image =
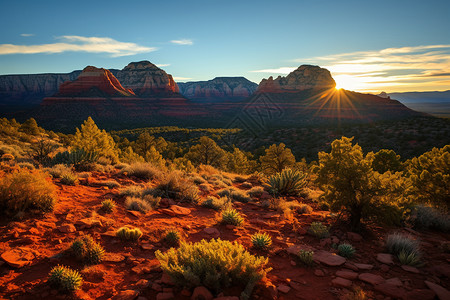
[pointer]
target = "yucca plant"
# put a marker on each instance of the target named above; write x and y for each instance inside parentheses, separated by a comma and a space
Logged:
(346, 250)
(129, 234)
(108, 206)
(65, 279)
(319, 230)
(261, 241)
(232, 217)
(87, 250)
(287, 182)
(306, 257)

• • • • • • •

- _Instructions for the task_: Switch "target" to "object" everywhere it appears in the rows above, change nothing else, and give the rows again without the pictures.

- _Written answer_:
image =
[pointer]
object = "yucca plant"
# put a marker on each instance of the object named above; write x and y for each instance inside parentheses, separated by a comma and a space
Logged:
(346, 250)
(129, 234)
(108, 206)
(65, 279)
(319, 230)
(261, 241)
(232, 217)
(87, 250)
(287, 182)
(306, 257)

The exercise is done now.